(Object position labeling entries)
————

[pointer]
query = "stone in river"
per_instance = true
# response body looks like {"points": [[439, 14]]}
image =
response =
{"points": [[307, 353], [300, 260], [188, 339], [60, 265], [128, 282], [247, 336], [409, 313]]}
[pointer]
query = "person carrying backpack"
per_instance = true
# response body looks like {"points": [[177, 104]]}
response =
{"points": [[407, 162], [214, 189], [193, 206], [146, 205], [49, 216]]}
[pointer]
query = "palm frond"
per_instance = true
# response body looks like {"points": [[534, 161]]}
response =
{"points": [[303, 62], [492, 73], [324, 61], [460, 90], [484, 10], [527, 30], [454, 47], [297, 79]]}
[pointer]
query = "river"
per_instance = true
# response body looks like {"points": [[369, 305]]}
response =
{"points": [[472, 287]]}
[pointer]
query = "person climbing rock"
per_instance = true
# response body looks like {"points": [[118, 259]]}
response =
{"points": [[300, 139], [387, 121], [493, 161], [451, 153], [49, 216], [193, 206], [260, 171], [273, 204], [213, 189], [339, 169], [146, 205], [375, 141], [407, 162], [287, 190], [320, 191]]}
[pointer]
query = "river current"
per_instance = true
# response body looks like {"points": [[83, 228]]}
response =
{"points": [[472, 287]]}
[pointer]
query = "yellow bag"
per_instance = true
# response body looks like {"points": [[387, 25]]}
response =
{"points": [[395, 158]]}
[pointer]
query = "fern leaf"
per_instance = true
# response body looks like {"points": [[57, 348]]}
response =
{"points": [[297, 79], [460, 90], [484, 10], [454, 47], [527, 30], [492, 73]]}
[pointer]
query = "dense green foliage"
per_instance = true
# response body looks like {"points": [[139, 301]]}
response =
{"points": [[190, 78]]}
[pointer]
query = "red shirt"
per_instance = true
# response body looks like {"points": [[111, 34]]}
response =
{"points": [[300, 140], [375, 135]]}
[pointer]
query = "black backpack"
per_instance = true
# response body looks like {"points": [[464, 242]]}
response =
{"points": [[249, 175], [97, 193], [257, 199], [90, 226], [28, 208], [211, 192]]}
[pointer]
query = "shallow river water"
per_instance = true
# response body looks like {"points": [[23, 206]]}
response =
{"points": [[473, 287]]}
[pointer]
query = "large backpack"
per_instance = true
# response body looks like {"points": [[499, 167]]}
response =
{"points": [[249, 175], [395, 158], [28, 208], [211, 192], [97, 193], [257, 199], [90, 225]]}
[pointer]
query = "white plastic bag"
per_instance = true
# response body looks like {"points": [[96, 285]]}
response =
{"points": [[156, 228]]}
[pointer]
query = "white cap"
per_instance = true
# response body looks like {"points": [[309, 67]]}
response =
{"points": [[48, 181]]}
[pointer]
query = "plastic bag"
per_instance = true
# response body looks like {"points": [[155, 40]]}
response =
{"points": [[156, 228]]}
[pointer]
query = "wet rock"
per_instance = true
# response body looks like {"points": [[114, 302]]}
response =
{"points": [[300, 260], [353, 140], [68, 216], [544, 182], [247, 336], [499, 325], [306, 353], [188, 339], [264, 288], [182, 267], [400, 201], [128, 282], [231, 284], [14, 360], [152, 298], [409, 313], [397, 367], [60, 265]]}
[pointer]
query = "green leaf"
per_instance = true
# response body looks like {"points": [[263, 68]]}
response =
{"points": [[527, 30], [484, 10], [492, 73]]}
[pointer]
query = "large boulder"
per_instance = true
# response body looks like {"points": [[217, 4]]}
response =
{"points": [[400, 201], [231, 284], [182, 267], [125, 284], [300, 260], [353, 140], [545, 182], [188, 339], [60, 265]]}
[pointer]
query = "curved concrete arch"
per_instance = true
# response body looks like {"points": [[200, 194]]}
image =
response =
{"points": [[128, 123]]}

————

→ DIRECTIONS FOR THIS TASK
Print all of the entries exactly as they appear.

→ TASK RESULT
[pointer]
query = "stone in river"
per_instance = true
# response body looks like {"points": [[439, 14]]}
image =
response =
{"points": [[307, 353], [300, 260], [188, 339], [60, 265], [128, 282], [247, 336], [409, 313]]}
[pointer]
query = "person carrying backpack"
per_instance = true
# response body looks like {"points": [[177, 104]]}
response =
{"points": [[407, 162], [214, 189], [193, 206], [146, 205], [49, 216]]}
[pointer]
query = "palm frond"
per_instance = true
# response body looks like {"points": [[534, 161]]}
response =
{"points": [[303, 62], [492, 73], [324, 61], [460, 90], [484, 10], [527, 30], [454, 47], [297, 79]]}
[pointer]
query = "river"
per_instance = true
# response body looks like {"points": [[369, 305]]}
response =
{"points": [[472, 287]]}
[pointer]
query = "person climbing rock"
per_instance = true
# response body looks like {"points": [[118, 259]]}
response =
{"points": [[300, 139], [387, 121], [493, 161], [451, 153], [49, 216], [193, 206], [260, 171], [273, 204], [213, 189], [339, 169], [146, 205], [375, 141], [407, 162], [287, 190], [320, 191]]}
[pointer]
query = "river current"
per_instance = true
# response body looks like {"points": [[83, 228]]}
response =
{"points": [[472, 287]]}
[pointer]
query = "yellow bag"
per_instance = true
# response body looks like {"points": [[387, 25]]}
response =
{"points": [[395, 158]]}
[pointer]
query = "fern leaf"
per_instance = true
# response body looks like {"points": [[57, 348]]}
response =
{"points": [[297, 79], [460, 90], [484, 10], [454, 47], [527, 30], [492, 73]]}
[pointer]
query = "dense green foliage"
per_instance = true
# response body looks like {"points": [[139, 301]]}
response =
{"points": [[190, 78]]}
[pointer]
query = "red shirt"
per_instance = true
# response body looks like {"points": [[111, 34]]}
response =
{"points": [[300, 140], [375, 135]]}
[pointer]
query = "black backpack"
per_instance = true
# response body looks like {"points": [[464, 242]]}
response =
{"points": [[249, 175], [97, 193], [257, 199], [90, 226], [28, 208], [211, 192]]}
[pointer]
query = "shallow river water"
per_instance = true
# response body looks like {"points": [[23, 206]]}
response =
{"points": [[473, 287]]}
[pointer]
query = "large backpack"
per_instance = true
# response body looks like {"points": [[499, 167]]}
response =
{"points": [[249, 175], [395, 158], [28, 208], [211, 192], [97, 193], [257, 199], [90, 225]]}
[pointer]
query = "white plastic bag"
per_instance = true
# response body looks like {"points": [[96, 285]]}
response =
{"points": [[156, 228]]}
[pointer]
query = "white cap"
per_instance = true
# response body looks like {"points": [[309, 67]]}
response =
{"points": [[48, 181]]}
[pointer]
query = "plastic bag"
per_instance = true
# response body looks like {"points": [[155, 40]]}
response =
{"points": [[156, 228]]}
[pointer]
query = "wet rock"
per_instance = true
# response body looks like {"points": [[114, 302]]}
response =
{"points": [[300, 260], [353, 140], [68, 216], [544, 182], [247, 336], [499, 325], [306, 353], [188, 339], [264, 288], [182, 267], [400, 201], [128, 282], [231, 284], [14, 360], [152, 298], [409, 313], [397, 367], [60, 265]]}
[pointer]
query = "green leaf"
per_instance = true
# response body looks like {"points": [[263, 68]]}
response =
{"points": [[527, 30], [484, 10], [492, 73]]}
[pointer]
query = "large boulder"
per_instance = true
# response body looks like {"points": [[217, 4]]}
response =
{"points": [[400, 201], [231, 284], [182, 267], [125, 284], [300, 260], [353, 140], [545, 182], [188, 339], [60, 265]]}
[pointer]
query = "curved concrete arch"
per_instance = true
# response body looks like {"points": [[200, 194]]}
image =
response =
{"points": [[128, 123]]}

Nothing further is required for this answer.